# Consigne 1:
Réécris le texte sur l'affaire Tamimi en commençant par « Il y a quelques » et en allant jusqu'à « contre-interrogatoire de Gross. ». Remplace « accord » par « arrangement ».

Il y a quelques semaines, Tamimi a signé un accord pour plaider coupable grâce auquel elle purgerait encore quatre mois de prison et n’aurait pas à rester en détention avant la fin de la procédure, ce sur quoi l’accusation insista. Il semble que nous ignorions quel rôle a joué l’interrogatoire mené par l’agent du renseignement militaire autoproclamé Aviad Gross dans la décision de Tamimi de signer un accord sur des aveux pour plaider coupable. Surtout, cette enquête jette une autre ombre au tableau concernant l’insistance du système de la justice militaire pour mener le procès dans le noir — pardon, à huis clos — a fortiori quand il affirme que la décision soit dans l’intérêt de Tamimi. La dernière chose que l’armée la plus morale voudrait à ses propres yeux serait un contre-interrogatoire de Gross.

# Extraits de lignes:
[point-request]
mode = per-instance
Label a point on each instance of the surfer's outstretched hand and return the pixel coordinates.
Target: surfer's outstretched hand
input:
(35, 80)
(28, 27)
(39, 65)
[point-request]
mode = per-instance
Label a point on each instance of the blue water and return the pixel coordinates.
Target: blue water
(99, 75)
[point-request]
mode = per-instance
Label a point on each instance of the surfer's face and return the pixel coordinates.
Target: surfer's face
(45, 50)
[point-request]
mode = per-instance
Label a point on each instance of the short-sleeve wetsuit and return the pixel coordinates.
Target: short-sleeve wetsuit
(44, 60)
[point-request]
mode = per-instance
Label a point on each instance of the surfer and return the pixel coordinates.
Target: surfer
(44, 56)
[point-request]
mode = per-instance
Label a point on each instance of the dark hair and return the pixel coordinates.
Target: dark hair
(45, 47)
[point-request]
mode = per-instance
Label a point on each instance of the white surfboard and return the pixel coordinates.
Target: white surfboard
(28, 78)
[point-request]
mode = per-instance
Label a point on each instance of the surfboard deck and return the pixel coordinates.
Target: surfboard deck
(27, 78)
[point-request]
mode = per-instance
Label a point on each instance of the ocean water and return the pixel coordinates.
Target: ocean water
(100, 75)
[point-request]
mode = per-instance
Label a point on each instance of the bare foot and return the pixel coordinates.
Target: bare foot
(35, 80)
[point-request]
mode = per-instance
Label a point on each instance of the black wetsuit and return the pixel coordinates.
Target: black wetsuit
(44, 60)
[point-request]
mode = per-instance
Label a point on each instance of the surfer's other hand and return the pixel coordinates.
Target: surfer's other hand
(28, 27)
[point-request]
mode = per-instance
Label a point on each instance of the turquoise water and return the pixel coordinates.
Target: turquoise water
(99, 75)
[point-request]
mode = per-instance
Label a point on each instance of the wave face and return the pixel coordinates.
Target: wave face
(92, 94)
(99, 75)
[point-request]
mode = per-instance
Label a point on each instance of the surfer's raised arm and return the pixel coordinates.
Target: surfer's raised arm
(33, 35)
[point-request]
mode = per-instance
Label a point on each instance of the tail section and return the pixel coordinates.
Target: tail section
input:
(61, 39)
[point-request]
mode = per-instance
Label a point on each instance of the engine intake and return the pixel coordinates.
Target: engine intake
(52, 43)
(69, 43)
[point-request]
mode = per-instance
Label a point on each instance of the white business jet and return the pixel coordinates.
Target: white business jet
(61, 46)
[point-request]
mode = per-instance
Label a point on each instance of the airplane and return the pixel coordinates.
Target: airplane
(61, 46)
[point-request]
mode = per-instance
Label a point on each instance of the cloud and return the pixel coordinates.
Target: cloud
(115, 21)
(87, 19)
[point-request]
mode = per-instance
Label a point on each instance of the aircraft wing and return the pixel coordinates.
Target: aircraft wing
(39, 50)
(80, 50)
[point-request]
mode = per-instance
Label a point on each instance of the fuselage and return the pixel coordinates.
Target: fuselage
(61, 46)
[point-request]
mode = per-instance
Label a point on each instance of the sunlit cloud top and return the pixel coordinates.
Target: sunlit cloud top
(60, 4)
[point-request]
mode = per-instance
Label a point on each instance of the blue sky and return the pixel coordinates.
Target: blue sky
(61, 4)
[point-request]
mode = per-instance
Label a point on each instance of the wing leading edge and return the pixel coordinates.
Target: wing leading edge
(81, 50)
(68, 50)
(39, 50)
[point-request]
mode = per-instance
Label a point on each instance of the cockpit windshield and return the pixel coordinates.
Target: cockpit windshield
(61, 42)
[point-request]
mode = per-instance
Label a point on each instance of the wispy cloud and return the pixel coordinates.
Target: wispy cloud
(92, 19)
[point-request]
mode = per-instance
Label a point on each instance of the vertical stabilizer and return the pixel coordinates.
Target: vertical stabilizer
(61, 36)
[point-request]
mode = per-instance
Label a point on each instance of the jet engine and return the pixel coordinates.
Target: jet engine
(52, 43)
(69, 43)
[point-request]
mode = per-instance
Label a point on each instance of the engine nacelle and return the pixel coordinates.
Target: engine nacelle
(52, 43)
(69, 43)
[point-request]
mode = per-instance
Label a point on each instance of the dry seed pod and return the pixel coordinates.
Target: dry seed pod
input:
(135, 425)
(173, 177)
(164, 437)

# Consigne 2:
Repère dans les lignes ci-dessus chacune de celles qui contiennent la chaîne « blue », puis recopie-les.

# Réponse complète 1:
Il y a quelques semaines, Tamimi a signé un arrangement pour plaider coupable grâce auquel elle purgerait encore quatre mois de prison et n’aurait pas à rester en détention avant la fin de la procédure, ce sur quoi l’accusation insista. Il semble que nous ignorions quel rôle a joué l’interrogatoire mené par l’agent du renseignement militaire autoproclamé Aviad Gross dans la décision de Tamimi de signer un arrangement sur des aveux pour plaider coupable. Surtout, cette enquête jette une autre ombre au tableau concernant l’insistance du système de la justice militaire pour mener le procès dans le noir — pardon, à huis clos — a fortiori quand il affirme que la décision soit dans l’intérêt de Tamimi. La dernière chose que l’armée la plus morale voudrait à ses propres yeux serait un contre-interrogatoire de Gross.

# Réponse complète 2:
Label a point on each instance of the blue water and return the pixel coordinates.
Target: blue water
Label a point on each instance of the blue sky and return the pixel coordinates.
Target: blue sky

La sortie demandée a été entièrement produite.